::: Data shown :::
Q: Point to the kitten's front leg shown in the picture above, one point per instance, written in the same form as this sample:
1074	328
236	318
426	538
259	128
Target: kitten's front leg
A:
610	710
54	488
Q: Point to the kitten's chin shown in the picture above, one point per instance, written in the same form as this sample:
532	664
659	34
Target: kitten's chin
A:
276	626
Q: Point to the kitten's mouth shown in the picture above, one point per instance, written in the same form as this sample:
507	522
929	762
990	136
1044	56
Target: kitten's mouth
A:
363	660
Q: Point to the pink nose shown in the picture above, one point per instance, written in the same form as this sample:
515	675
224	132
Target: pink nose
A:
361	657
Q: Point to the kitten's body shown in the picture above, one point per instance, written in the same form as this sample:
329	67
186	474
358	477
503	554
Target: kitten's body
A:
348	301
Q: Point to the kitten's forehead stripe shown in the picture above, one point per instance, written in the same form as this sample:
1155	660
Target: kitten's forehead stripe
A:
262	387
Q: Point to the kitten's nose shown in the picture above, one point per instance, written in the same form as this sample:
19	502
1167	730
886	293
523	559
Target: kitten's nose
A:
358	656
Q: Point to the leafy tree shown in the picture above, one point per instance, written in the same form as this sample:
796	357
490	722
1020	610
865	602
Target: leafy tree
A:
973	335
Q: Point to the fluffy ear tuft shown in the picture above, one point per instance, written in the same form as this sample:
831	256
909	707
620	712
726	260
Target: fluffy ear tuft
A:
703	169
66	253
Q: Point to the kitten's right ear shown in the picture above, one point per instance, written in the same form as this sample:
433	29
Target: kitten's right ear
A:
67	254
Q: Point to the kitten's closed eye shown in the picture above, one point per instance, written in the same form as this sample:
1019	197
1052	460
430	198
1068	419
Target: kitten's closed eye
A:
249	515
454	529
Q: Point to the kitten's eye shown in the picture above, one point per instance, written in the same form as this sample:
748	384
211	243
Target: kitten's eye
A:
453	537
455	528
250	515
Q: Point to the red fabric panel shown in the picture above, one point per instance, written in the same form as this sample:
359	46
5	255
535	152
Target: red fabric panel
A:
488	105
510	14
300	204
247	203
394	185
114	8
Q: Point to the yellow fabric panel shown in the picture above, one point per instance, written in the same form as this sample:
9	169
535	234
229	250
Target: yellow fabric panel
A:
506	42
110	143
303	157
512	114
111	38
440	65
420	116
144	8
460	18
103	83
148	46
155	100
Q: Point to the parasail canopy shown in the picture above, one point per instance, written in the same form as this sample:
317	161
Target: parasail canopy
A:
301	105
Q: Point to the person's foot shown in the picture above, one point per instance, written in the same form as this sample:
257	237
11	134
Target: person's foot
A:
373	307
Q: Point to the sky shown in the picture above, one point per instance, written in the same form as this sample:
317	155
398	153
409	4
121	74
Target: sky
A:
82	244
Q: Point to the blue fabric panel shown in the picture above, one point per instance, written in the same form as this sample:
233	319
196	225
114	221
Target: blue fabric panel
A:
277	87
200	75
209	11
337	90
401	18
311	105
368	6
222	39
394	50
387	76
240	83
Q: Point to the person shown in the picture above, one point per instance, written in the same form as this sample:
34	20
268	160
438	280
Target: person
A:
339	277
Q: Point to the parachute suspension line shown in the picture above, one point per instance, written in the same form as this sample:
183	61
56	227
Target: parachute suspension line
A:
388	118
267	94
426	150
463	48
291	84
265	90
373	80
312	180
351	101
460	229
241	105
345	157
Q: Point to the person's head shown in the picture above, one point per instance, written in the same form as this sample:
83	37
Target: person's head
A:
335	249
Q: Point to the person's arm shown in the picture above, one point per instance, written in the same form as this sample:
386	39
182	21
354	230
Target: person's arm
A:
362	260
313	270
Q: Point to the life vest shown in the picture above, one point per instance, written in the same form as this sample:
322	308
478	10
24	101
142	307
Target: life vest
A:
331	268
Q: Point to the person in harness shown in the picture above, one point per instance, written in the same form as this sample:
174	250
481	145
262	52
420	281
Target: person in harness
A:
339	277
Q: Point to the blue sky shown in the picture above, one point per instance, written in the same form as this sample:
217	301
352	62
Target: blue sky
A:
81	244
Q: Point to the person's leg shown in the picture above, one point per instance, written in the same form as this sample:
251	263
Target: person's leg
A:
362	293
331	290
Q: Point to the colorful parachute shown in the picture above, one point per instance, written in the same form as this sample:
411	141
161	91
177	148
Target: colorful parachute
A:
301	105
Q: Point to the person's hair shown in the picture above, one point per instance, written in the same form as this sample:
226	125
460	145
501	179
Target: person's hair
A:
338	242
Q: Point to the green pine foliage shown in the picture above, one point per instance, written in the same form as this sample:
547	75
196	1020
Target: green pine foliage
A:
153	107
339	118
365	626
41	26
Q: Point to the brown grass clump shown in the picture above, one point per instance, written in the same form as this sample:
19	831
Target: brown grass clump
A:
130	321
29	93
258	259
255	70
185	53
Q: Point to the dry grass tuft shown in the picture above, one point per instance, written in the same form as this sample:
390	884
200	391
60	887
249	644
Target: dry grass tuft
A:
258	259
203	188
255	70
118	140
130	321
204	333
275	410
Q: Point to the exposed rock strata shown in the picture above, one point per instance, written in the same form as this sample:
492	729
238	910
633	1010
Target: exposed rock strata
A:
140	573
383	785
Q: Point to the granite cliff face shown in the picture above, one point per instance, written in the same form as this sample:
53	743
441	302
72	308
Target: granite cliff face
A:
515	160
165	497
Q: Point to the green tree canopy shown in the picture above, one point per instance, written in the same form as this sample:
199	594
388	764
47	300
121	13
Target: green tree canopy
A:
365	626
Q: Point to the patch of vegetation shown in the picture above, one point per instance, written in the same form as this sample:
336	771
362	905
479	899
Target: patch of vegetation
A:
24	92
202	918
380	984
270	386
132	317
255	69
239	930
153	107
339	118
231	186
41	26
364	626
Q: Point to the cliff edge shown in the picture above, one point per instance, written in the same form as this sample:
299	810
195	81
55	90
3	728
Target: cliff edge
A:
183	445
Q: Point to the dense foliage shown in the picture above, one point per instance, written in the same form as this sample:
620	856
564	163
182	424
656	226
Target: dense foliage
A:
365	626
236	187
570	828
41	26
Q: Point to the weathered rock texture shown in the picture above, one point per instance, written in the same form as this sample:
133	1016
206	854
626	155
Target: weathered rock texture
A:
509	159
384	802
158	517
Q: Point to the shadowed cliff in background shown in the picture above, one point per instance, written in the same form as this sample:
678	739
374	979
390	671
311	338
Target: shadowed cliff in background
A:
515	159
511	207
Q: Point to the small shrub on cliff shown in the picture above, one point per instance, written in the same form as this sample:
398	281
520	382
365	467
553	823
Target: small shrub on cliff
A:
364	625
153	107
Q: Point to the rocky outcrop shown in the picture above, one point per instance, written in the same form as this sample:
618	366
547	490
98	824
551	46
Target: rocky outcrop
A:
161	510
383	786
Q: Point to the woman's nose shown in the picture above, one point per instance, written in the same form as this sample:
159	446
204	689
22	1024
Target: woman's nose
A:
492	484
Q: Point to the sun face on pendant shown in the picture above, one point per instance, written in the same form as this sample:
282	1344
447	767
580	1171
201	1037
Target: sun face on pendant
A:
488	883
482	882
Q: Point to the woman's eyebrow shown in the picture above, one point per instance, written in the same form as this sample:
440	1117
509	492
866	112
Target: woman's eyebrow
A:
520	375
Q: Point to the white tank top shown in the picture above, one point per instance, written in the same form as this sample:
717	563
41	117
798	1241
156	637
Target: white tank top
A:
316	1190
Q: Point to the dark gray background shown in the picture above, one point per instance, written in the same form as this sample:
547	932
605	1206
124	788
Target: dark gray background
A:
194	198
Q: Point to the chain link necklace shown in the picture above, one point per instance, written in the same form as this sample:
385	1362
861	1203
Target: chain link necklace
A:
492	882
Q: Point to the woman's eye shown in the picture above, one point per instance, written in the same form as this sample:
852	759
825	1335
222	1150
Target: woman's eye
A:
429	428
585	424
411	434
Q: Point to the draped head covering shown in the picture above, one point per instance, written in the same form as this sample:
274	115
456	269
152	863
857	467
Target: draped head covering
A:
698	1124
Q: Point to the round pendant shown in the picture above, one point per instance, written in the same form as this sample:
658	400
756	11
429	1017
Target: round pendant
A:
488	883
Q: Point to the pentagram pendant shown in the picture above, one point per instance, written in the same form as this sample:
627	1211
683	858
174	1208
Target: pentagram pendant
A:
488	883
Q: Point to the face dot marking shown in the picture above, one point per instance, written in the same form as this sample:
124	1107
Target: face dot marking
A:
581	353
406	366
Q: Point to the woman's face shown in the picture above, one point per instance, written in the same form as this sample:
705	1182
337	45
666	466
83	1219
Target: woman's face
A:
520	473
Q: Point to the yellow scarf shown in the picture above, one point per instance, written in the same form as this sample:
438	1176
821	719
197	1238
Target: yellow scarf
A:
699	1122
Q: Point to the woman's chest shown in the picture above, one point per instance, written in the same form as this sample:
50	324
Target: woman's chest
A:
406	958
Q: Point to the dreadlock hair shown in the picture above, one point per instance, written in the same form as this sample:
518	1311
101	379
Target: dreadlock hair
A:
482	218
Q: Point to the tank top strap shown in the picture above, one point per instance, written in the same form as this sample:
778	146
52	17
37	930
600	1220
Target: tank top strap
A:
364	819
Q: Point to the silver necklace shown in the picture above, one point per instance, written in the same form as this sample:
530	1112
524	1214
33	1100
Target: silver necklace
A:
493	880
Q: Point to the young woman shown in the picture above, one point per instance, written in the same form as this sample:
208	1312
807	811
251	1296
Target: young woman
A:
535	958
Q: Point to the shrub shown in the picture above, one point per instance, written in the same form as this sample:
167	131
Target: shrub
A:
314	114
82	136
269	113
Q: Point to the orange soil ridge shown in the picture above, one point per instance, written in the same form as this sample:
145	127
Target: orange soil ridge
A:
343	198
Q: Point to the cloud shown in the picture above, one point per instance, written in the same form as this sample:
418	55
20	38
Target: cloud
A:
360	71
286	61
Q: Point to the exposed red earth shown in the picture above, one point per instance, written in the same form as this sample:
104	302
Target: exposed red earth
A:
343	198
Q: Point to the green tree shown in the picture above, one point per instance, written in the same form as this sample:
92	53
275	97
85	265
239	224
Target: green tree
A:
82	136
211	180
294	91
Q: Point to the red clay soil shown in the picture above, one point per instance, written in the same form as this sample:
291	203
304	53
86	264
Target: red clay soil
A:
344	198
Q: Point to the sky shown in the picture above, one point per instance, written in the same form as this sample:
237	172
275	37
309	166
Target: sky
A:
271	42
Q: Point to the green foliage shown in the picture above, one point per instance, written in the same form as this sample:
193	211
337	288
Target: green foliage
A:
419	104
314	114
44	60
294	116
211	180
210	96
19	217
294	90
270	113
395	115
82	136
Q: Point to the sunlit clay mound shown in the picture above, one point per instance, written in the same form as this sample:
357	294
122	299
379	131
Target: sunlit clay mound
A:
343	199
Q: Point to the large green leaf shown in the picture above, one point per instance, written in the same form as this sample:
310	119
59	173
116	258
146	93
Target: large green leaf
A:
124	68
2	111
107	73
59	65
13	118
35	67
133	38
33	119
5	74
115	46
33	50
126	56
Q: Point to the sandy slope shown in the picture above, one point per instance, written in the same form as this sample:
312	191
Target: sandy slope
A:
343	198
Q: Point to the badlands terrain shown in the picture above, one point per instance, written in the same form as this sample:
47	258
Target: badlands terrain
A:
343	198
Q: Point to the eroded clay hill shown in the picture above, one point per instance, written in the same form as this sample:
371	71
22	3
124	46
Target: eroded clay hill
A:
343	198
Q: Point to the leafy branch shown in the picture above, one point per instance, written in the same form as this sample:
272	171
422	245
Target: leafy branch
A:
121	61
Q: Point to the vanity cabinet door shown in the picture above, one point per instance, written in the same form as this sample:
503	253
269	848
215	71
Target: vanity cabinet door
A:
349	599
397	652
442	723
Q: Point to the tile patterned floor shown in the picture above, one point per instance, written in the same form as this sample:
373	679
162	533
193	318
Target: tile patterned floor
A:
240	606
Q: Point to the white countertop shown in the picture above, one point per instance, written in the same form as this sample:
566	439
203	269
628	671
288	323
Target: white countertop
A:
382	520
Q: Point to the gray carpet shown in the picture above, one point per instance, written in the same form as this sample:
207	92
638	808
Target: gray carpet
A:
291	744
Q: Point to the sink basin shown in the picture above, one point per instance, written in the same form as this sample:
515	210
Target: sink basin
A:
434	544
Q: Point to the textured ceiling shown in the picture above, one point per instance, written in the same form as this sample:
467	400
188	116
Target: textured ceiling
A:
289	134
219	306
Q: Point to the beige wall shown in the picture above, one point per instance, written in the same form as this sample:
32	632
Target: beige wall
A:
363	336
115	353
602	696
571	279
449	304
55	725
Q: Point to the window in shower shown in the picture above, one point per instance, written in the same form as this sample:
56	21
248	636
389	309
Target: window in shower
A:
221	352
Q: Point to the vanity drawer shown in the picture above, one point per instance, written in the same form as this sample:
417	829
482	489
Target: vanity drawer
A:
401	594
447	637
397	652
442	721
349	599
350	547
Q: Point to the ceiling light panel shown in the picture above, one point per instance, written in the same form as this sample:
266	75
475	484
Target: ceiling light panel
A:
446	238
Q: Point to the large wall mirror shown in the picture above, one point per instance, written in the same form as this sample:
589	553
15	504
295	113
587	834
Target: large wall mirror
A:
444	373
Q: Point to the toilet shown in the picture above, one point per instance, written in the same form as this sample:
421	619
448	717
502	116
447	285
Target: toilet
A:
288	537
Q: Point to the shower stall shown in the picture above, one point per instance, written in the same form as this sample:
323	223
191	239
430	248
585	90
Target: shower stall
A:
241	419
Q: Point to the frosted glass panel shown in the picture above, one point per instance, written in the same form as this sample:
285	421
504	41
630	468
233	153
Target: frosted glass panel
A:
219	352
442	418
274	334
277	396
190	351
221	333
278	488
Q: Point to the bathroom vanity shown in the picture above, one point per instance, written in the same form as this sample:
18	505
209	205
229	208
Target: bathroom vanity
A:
:::
Starting at the line with "Q: Point to the vanity drawer", copy every line up to and including the last one in the entries above.

**Correct output:**
Q: Point to the vanity drawer shown in the picture above, one point per instance, written in the same form as this sample:
417	829
482	489
Target: vanity drawer
A:
401	594
447	637
397	652
442	721
349	599
350	547
Q: Point to the ceiling light panel shown in the picture above, one point per instance, written in the same form as this sample:
266	75
475	484
Target: ceiling light panel
A:
446	238
Q: Point to the large wall mirror shown in the picture above, one point per instance, written in the same form as this sample:
589	553
15	504
295	113
587	834
Target: large wall mirror
A:
444	373
Q: Point to the toilet shown in the picture above, one point per instance, written in the same form as this sample:
421	619
448	717
502	116
447	285
Target: toilet
A:
288	537
Q: Point to the shower stall shown in the picture above, one point per instance, written in the same form as this sample:
323	223
191	239
430	248
585	90
Target: shower stall
A:
241	419
Q: Point to the frosted glass panel shown in the picture above, one point per instance, written in the same form as this sample:
285	421
504	41
630	468
233	153
Target: frosted glass panel
A:
219	352
442	418
274	334
277	396
190	351
221	333
278	488
Q: Point to the bathroom vanity shown in the picture above, one point per instance, written in the same form as this sample:
18	505
209	205
229	208
Target: bathroom vanity
A:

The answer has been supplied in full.